◆ Work required
Return every line of the data that contains the string "wooden".
—————
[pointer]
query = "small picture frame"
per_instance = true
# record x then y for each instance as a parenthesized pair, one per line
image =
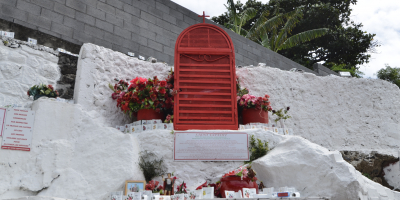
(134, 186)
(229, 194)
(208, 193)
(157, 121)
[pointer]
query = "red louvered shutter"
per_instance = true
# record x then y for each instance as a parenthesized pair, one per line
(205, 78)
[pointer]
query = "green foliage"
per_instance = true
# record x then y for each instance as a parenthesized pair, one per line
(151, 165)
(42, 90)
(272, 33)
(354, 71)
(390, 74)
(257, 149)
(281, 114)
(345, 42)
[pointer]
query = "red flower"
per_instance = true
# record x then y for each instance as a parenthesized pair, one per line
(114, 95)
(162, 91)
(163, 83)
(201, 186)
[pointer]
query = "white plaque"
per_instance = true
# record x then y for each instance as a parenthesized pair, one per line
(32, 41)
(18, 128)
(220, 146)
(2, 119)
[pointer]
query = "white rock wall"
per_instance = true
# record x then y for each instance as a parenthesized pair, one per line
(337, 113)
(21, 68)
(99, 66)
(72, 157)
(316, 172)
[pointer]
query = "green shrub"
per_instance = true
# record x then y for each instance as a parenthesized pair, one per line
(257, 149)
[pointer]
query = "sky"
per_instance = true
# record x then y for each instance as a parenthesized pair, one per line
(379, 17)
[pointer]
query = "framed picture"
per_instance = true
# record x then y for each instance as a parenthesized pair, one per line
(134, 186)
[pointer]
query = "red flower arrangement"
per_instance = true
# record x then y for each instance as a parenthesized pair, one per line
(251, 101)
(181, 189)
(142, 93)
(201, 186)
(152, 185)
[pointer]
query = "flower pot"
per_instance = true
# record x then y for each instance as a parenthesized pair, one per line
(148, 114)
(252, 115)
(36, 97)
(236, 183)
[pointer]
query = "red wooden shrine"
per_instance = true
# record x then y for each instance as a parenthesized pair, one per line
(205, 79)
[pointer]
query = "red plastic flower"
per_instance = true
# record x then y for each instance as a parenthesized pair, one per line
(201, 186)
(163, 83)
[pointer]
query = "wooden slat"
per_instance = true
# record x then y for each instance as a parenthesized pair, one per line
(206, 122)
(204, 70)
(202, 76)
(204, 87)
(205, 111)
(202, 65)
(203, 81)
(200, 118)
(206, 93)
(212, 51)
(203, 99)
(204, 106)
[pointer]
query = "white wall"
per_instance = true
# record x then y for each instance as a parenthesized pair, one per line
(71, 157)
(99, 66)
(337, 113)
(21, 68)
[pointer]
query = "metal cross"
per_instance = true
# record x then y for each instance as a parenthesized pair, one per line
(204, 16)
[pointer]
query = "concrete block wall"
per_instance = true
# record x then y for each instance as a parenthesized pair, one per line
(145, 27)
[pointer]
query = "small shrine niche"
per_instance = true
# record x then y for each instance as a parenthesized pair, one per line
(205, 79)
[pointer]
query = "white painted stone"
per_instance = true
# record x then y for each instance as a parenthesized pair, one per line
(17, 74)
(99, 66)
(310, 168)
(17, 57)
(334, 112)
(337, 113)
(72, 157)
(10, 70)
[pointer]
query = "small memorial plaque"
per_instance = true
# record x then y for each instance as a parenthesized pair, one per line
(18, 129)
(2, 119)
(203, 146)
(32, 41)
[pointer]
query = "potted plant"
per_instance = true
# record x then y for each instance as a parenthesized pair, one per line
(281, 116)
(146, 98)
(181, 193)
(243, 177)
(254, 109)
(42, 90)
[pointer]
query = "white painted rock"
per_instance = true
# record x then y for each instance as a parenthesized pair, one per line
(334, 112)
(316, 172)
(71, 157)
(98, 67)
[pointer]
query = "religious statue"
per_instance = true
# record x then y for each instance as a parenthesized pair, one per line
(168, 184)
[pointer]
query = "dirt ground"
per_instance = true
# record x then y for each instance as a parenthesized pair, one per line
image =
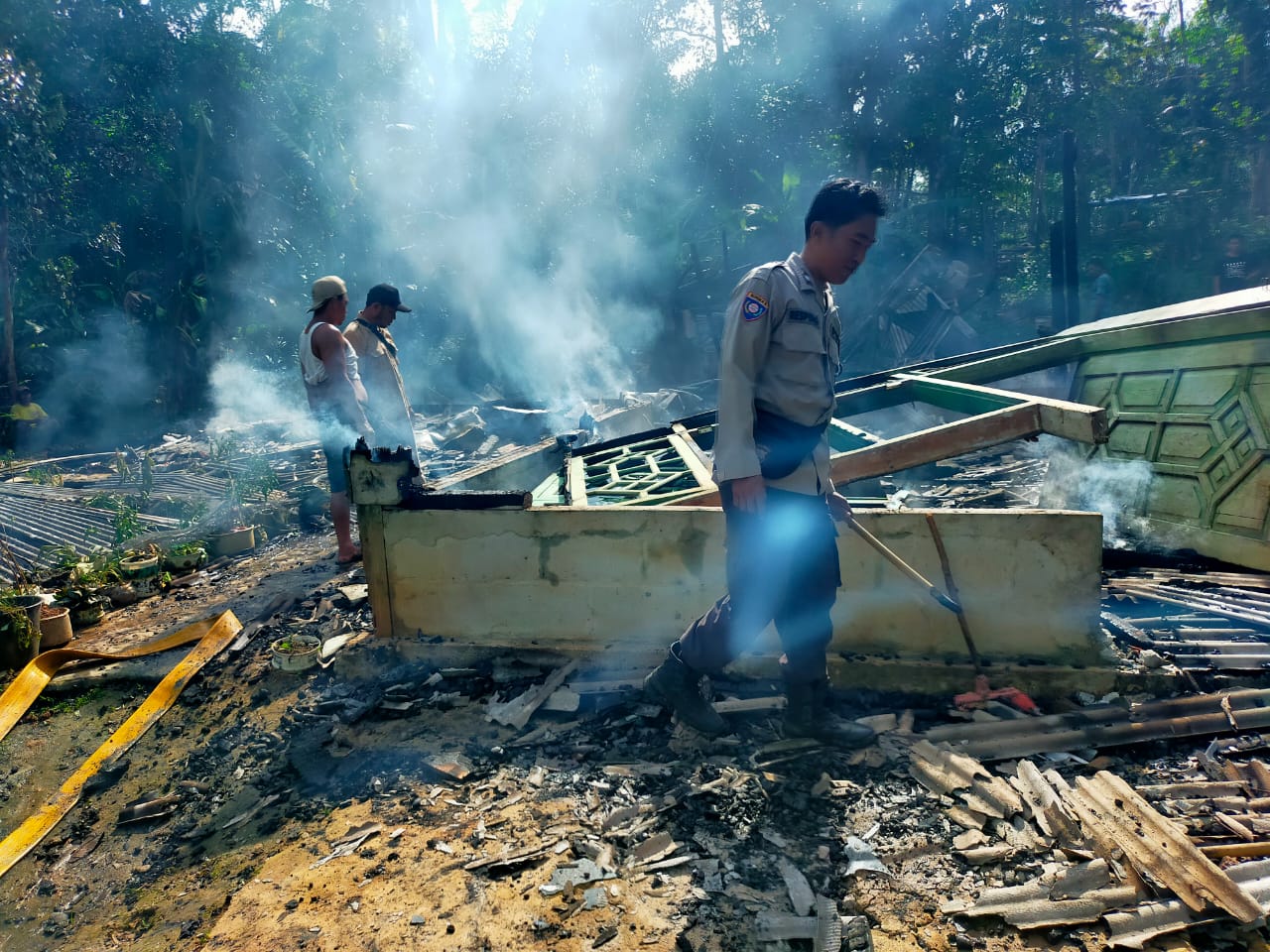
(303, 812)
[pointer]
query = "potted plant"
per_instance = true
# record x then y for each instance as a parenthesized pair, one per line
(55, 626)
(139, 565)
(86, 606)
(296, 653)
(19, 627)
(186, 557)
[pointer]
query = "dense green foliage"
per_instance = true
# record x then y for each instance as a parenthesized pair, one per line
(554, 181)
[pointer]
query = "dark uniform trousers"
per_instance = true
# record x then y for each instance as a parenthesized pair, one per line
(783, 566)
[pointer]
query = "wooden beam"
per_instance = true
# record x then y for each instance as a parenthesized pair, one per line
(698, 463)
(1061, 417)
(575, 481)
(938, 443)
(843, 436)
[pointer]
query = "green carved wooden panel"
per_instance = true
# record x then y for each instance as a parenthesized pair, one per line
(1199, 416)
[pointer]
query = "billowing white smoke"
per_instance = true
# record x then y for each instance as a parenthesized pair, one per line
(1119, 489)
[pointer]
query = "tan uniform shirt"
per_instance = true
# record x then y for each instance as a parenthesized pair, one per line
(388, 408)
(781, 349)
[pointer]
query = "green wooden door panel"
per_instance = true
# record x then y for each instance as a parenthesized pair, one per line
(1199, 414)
—————
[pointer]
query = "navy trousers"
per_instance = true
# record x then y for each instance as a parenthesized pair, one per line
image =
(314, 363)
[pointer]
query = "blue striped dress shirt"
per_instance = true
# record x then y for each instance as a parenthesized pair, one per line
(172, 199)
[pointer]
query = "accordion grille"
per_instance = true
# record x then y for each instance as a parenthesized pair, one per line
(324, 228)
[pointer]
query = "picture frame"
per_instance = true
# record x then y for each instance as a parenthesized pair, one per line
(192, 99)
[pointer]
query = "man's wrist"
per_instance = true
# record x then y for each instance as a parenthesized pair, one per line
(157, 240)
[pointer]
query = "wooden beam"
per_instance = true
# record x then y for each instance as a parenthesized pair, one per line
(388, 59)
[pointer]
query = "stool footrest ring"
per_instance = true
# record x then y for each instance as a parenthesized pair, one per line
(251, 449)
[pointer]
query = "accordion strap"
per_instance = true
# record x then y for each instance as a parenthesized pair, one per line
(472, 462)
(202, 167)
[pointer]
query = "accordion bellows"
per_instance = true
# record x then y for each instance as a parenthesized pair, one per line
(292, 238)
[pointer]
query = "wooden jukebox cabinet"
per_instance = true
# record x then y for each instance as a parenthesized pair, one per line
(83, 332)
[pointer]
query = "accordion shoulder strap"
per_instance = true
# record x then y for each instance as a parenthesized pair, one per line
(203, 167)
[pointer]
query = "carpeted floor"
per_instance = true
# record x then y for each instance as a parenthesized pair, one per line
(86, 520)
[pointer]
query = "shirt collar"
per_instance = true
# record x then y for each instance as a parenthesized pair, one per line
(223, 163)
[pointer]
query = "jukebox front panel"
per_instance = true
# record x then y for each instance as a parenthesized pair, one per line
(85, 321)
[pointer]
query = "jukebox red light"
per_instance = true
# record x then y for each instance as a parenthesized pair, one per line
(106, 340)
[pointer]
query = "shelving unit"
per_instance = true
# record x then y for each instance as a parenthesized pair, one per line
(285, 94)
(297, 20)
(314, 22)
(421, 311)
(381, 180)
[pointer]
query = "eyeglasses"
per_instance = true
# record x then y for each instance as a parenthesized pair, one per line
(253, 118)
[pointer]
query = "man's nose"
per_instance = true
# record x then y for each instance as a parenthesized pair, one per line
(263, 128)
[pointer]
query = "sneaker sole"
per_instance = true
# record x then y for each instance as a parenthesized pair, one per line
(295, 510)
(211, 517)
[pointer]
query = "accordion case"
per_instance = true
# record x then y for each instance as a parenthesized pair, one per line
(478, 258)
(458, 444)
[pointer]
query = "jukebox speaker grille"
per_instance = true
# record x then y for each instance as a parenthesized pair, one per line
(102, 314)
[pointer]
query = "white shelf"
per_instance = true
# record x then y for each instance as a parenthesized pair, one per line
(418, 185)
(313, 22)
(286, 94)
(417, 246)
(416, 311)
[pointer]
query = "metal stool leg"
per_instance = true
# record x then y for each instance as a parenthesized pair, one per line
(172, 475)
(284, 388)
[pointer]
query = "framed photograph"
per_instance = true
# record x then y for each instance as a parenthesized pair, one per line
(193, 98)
—————
◆ Written response
query = "red wooden shrine"
query = "wooden slat"
query = "wooden beam"
query = "green carved wooden panel"
query = "green wooden door panel"
query = "wooden beam"
query = "wooden jukebox cabinet"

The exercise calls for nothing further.